ENTRIES PROVIDED:
§ §
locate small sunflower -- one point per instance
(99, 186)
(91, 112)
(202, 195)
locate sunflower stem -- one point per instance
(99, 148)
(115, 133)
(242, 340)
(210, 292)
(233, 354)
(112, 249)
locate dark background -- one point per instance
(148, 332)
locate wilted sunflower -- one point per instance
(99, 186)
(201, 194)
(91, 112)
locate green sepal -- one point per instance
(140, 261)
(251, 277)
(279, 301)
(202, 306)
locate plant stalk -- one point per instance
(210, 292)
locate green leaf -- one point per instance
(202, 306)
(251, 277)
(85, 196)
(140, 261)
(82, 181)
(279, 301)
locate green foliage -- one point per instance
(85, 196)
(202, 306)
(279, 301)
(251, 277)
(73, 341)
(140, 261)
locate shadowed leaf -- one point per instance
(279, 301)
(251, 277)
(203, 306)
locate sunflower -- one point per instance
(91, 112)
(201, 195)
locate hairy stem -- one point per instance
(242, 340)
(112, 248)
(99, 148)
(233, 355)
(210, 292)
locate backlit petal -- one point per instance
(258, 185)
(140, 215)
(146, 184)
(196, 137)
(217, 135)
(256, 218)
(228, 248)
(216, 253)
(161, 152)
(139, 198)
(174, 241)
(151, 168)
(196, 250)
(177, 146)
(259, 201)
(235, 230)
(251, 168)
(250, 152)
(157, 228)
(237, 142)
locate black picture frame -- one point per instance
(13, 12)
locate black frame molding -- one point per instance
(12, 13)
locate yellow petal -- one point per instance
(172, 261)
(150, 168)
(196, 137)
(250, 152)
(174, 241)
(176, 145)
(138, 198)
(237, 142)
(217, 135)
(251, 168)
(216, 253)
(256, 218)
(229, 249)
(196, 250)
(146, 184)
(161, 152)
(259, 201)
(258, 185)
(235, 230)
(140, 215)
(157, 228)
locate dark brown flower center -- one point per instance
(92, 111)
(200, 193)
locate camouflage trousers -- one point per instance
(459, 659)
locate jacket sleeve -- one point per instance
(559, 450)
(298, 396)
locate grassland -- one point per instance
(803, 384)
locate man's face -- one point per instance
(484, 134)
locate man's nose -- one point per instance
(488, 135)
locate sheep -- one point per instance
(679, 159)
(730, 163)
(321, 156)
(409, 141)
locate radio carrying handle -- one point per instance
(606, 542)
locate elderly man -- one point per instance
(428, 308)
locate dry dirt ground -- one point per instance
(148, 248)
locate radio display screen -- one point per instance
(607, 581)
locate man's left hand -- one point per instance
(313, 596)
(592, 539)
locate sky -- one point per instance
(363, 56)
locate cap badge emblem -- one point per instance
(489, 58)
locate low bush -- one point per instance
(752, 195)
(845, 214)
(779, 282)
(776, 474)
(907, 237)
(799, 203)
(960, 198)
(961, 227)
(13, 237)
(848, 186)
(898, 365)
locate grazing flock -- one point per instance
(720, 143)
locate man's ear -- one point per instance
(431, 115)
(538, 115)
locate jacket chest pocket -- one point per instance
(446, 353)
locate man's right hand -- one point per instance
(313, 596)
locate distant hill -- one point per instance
§ §
JOB: Can you rewrite the rows above, substituting "one point for each instance" for every occurrence of "one point per instance" and leaving everything else unchanged?

WRITTEN ANSWER:
locate small sunflower -- one point for each instance
(99, 186)
(91, 112)
(202, 195)
locate sunflower stem -- one point for each instance
(99, 148)
(115, 133)
(242, 340)
(210, 292)
(233, 354)
(112, 249)
locate dark background -- one point for each instance
(148, 332)
locate wilted sunflower -- one point for each instance
(99, 186)
(201, 194)
(91, 112)
locate green sepal -- one point for each instance
(140, 261)
(251, 277)
(279, 301)
(202, 306)
locate plant stalk -- one point for each instance
(210, 292)
locate green leaf -- one point for each instance
(202, 306)
(251, 277)
(85, 196)
(140, 261)
(82, 181)
(279, 301)
locate green foliage -- one point for each instance
(85, 196)
(202, 306)
(279, 301)
(251, 277)
(73, 341)
(140, 261)
locate shadowed leaf -- one point for each instance
(279, 301)
(251, 277)
(203, 306)
locate sunflower -- one point for each instance
(91, 112)
(201, 195)
locate hairy stem -- one point for each instance
(242, 340)
(112, 248)
(99, 148)
(233, 355)
(210, 292)
locate backlit petal -- one point for each instance
(258, 185)
(140, 215)
(146, 184)
(196, 137)
(217, 135)
(256, 218)
(228, 248)
(216, 253)
(161, 152)
(139, 198)
(174, 241)
(151, 168)
(196, 250)
(177, 146)
(259, 201)
(235, 230)
(251, 168)
(250, 152)
(157, 228)
(237, 142)
locate black picture frame -- one point for each instance
(13, 12)
locate black frame molding -- one point for each instance
(12, 13)
locate yellow petal -- one point for each instance
(172, 261)
(150, 168)
(196, 137)
(250, 152)
(174, 241)
(176, 145)
(138, 198)
(237, 142)
(217, 135)
(251, 168)
(216, 253)
(256, 218)
(229, 249)
(196, 250)
(146, 184)
(161, 152)
(259, 201)
(258, 185)
(235, 230)
(140, 215)
(157, 228)
locate dark brown flower center -- one point for each instance
(92, 111)
(200, 193)
locate camouflage trousers -- one point for each instance
(459, 659)
locate jacket sleeve -- one point for each instance
(559, 450)
(298, 396)
locate grassland -- one point for each instance
(803, 384)
locate man's face -- one point for each instance
(484, 134)
locate man's nose -- one point for each instance
(488, 135)
locate sheep -- one point for each instance
(679, 159)
(730, 163)
(321, 156)
(409, 141)
locate radio carrying handle -- one point for each instance
(606, 542)
locate elderly man -- one point for each instance
(428, 308)
locate dry dirt ground -- one point for each instance
(148, 248)
locate radio display screen -- one point for each instance
(607, 581)
locate man's left hand -- one point for each instance
(313, 596)
(592, 539)
locate sky -- one point for each instance
(363, 56)
locate cap badge emblem -- one point for each instance
(489, 58)
locate low bush -- one point for each instance
(752, 195)
(845, 214)
(779, 282)
(776, 474)
(907, 237)
(799, 203)
(960, 198)
(961, 227)
(13, 237)
(848, 186)
(898, 365)
locate grazing flock -- one point for each instance
(720, 143)
locate man's ear -- one point for each instance
(431, 115)
(538, 115)
locate jacket chest pocket -- one point for each instance
(446, 353)
locate man's right hand -- one point for each instance
(313, 596)
locate distant hill -- one point for each instance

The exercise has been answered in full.